◆ What is required
In the listing below, copy word for word the stretch that opens with the line containing "the man's arm" and closes with the line containing "the white t-shirt", including both of those lines.

Start of Data to use

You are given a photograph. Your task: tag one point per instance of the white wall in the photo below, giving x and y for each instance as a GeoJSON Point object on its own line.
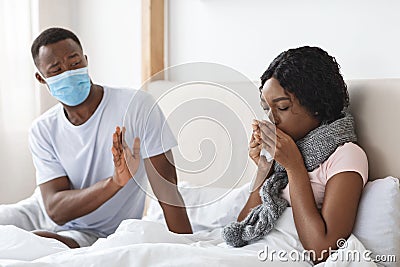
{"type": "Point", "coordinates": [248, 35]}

End of Data to use
Start of Data to use

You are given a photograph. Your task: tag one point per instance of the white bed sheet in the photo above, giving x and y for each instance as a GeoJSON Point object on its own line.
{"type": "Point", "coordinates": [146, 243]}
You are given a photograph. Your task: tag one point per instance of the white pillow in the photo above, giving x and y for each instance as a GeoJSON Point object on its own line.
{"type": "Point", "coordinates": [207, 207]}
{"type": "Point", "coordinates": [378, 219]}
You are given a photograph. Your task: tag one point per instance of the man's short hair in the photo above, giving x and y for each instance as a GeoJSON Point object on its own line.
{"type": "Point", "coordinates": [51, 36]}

End of Data to use
Start of Data to use

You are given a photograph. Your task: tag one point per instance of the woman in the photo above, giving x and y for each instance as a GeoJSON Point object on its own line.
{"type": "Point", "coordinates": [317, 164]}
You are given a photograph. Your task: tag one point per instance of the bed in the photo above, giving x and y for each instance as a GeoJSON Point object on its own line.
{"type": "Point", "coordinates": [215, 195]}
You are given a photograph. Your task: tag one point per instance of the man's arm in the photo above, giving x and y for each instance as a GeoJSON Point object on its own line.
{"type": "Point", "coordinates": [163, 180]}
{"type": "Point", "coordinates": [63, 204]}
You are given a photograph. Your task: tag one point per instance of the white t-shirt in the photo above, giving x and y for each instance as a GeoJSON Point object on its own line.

End of Data to use

◆ Right answer
You are given a photograph. Your task: tag one point per instance of the man's arm in the photo above, giving x and y for each instance as a GeoJSON Point object on its own line.
{"type": "Point", "coordinates": [163, 180]}
{"type": "Point", "coordinates": [63, 204]}
You are given a photograph. Your task: tag one point per instance of the white t-shirt in the photo above, giving x and y for each instance as a GeoJSON Point object on its own line.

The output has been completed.